Supplied material:
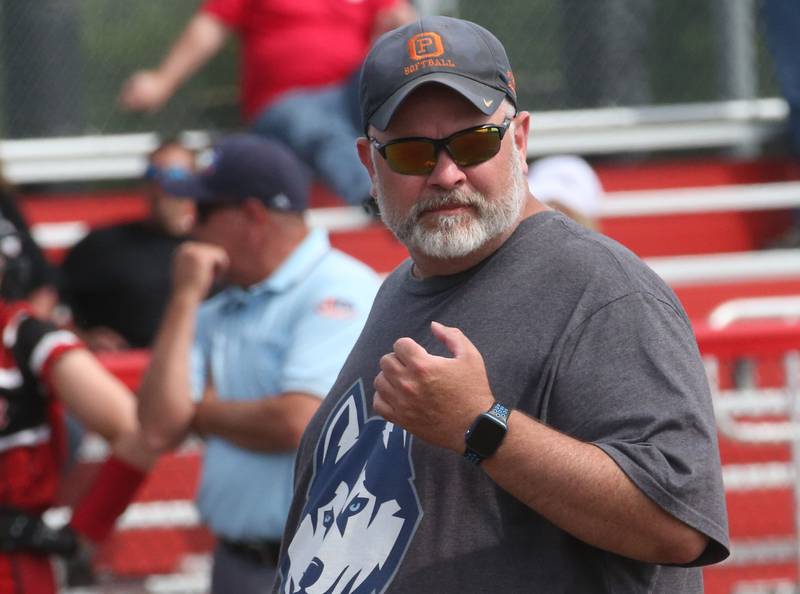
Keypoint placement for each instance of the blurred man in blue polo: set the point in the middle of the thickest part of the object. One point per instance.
(246, 369)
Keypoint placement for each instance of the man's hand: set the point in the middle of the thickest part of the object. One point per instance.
(435, 398)
(195, 267)
(146, 90)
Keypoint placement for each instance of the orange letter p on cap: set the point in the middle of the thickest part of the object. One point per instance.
(425, 45)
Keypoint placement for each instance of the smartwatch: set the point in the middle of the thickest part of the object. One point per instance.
(486, 433)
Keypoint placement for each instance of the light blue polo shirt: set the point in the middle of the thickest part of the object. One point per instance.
(290, 333)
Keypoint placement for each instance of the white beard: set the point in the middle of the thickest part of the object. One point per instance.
(457, 235)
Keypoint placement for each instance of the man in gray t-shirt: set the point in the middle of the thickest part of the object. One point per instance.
(526, 409)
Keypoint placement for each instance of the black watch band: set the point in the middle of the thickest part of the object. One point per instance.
(486, 433)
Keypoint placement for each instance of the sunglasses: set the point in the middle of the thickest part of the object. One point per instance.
(157, 174)
(417, 155)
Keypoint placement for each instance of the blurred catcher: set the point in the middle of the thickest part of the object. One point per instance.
(42, 369)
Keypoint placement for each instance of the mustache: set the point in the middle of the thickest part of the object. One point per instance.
(453, 197)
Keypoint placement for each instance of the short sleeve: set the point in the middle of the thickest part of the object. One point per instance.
(37, 344)
(231, 12)
(631, 381)
(323, 337)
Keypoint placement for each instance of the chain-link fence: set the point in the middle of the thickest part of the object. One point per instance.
(63, 61)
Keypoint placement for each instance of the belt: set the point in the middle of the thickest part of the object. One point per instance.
(260, 552)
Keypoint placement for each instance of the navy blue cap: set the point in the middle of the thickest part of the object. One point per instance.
(247, 166)
(453, 52)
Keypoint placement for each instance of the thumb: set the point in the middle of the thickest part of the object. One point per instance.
(452, 338)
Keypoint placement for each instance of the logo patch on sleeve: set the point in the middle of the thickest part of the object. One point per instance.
(336, 309)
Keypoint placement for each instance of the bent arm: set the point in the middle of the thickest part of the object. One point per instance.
(202, 38)
(200, 41)
(273, 424)
(101, 403)
(165, 404)
(579, 488)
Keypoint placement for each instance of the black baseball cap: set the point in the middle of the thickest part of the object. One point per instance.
(247, 166)
(453, 52)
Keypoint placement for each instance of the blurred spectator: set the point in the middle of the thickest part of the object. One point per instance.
(43, 367)
(35, 278)
(263, 351)
(782, 26)
(116, 280)
(298, 74)
(568, 184)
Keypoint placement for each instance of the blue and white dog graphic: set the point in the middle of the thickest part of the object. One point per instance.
(361, 510)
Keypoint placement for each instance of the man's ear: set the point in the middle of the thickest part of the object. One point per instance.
(364, 148)
(521, 130)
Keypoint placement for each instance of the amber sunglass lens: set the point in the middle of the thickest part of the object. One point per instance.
(411, 157)
(475, 147)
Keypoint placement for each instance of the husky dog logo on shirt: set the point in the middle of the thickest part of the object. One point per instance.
(361, 510)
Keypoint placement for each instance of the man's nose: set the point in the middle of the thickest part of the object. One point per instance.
(446, 174)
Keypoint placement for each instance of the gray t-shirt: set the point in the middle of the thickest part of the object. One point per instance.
(575, 331)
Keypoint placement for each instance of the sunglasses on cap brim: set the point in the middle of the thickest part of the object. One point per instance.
(417, 155)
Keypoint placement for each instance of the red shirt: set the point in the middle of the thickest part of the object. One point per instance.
(31, 421)
(293, 44)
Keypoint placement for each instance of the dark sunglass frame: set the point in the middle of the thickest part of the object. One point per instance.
(442, 143)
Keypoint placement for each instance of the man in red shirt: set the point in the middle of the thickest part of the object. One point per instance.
(299, 66)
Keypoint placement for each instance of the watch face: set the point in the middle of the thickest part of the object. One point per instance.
(485, 435)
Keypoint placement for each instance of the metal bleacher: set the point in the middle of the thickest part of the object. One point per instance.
(736, 128)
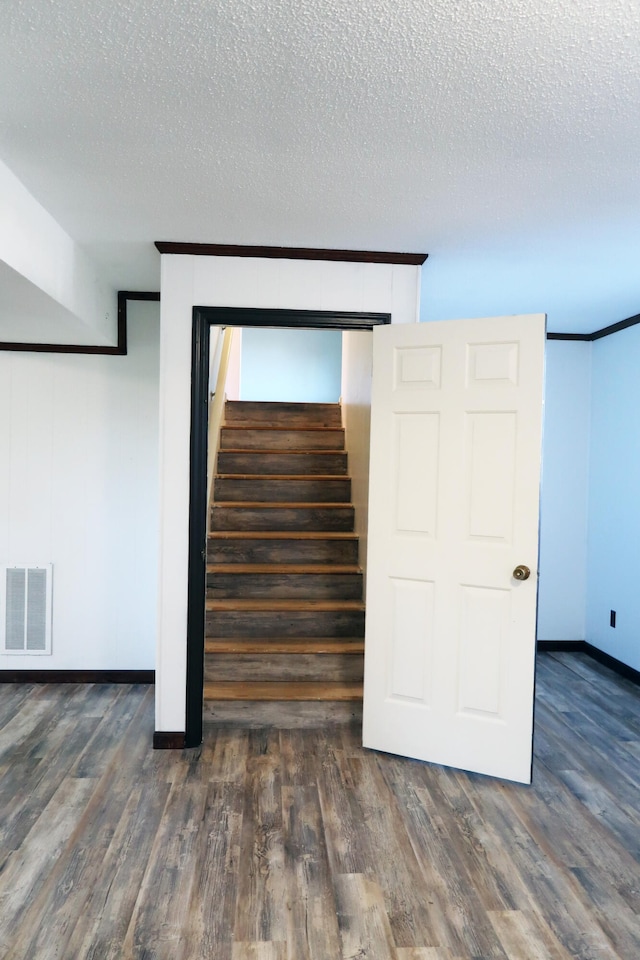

Work order:
Keep every word of the material exactly as given. Drop the pictures.

Answer space:
Keypoint placement for each instance of the blurred man in blue polo: set the point in the middle of the thickest part of the object. One point per instance.
(246, 369)
Keypoint placement for each instance of the man's hand: set the point in the middle of the thickest part of the object. One point per instance.
(435, 398)
(195, 267)
(146, 90)
Keypoint placement for each instance of the orange letter p on cap: set the point in the middle of the thickest part of the object. One point per instance.
(425, 45)
Keypoint placement for each instance of the smartwatch: set the point in the middle of the thickest part of the object. One point per instance.
(486, 433)
Keypoint placement for each instance of the light blue polo shirt: set the point in the middle of the thickest part of the object. One point per instance.
(290, 333)
Keypoint placement for each instance of the white beard: set the point in the middle of the thickest part of the object. One point per instance.
(457, 235)
Keypoint placement for each instance of the man in gray t-shirt: set the point in the middle of the thickest part of the object. One point per instance.
(526, 409)
Keypoint placement for each instance of the black watch band: set the point in the middle of the thickest part of the object. One point per instance.
(486, 433)
Keypoint placement for each instance of the sunglasses: set the point in the middle of the thickest part of the object. One point per instance.
(157, 174)
(417, 155)
Keypoint placement for each instance of the blurred catcher: set the point in the middle of the thickest part of the object. One point per instance.
(42, 369)
Keypoint placement for each instance of the mustache: set the point in the middle of the thickest part of the object. One point per instance.
(453, 197)
Keypoint placement for each instance of the short sleeve: set the point in the middle of the thickest part of the object. One point per instance.
(37, 344)
(231, 12)
(631, 381)
(323, 337)
Keypoint placement for each instance of the chain-link fence: set the point in the middle of the thickest part of the object. One point per instance.
(63, 61)
Keypoint placement for each instance of the belt: set the point in the middle of the thickest part of the object. One point per instance.
(260, 552)
Keypoint placement for each instance of the navy blue cap: set the point in the middle of the thickest part of the object. One point per instance.
(247, 166)
(453, 52)
Keypoint placement for each instance of the thumb: set the point in the middle of the thickest part of the object. One point per instance.
(452, 338)
Keypoint placement for each instance of the logo patch on sleeve: set the point in the middle of the thickest part of the object. One point per instance.
(336, 309)
Keypoint placement for each instance of the bent arm: set the point in the middle of the thickest part of the object. One point per instance.
(202, 38)
(200, 41)
(273, 424)
(101, 403)
(165, 404)
(579, 488)
Keypoint placement for each instance of the black baseball cap: set the point in the middle of the thickest part of the object. One point per instance.
(247, 166)
(453, 52)
Keypoint placement for each instance of the blurred spectator: set the point in the middle of the thickest part of the object. One point per instance.
(43, 367)
(35, 278)
(263, 351)
(782, 26)
(116, 280)
(298, 74)
(568, 184)
Keypoint placement for each instance of the blue and white dog graphic: set the point in the middle of the thickest part of the object. One point per instance.
(361, 510)
Keypoint placement for each instance of the man's ear: set the point in the middle of the thickest part of the object. One point per instance.
(364, 148)
(521, 130)
Keypoint placement for each instance of the amber sunglass lens: set the point in the middle of the thickest part of the object. One point per instance.
(411, 157)
(475, 147)
Keypoint placement for each instance of the husky dog logo on shirt: set the point in the middle of the thickest part of the object. One point per instance.
(361, 510)
Keypoint placement for each instance of the man's nose: set the point in the middle of the thickest part of the object. One point per instance.
(446, 174)
Keypoint placement for each instance of the gray t-shirt: set the point in the middle of the thickest part of the object. One point per instance.
(575, 331)
Keypoint placement for each instance of the sunglasses on cap brim: set the point in the middle of the thickest part of the object. One point per instance.
(417, 155)
Keypoint placement for each instance of the red shirt: set the point in the middle of the thickest part of the object. One point per instance.
(31, 421)
(293, 44)
Keypoint placement for each instance of the dark sunglass frame: set the point in the middle of the thickest part of the object. One point per instance.
(442, 143)
Keypoint placement for each instance of the man in red shirt: set the point in the middle of the thickest part of the object. One point per instance.
(299, 66)
Keypoint placement for each instance of the watch face: set the point in the middle of the thickest part of the object. One point per instance.
(485, 435)
Keypoint placement for each instance of the metal bleacher: set the point in the middle of the thickest part of the object. One point per instance.
(736, 128)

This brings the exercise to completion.